Lines excerpted from a collection:
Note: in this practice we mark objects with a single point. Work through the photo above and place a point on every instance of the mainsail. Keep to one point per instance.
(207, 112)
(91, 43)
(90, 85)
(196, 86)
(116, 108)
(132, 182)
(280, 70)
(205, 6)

- _DIRECTIVE_
Copy out every line above verbatim, from the note through the last pair of coordinates.

- _SOLVED EXERCISE_
Note: in this practice we mark objects with a single point. Work through the photo above and place a point on every instance of the mainsail. Keep to one point per instance.
(207, 112)
(91, 43)
(90, 85)
(196, 86)
(116, 108)
(132, 182)
(280, 70)
(205, 6)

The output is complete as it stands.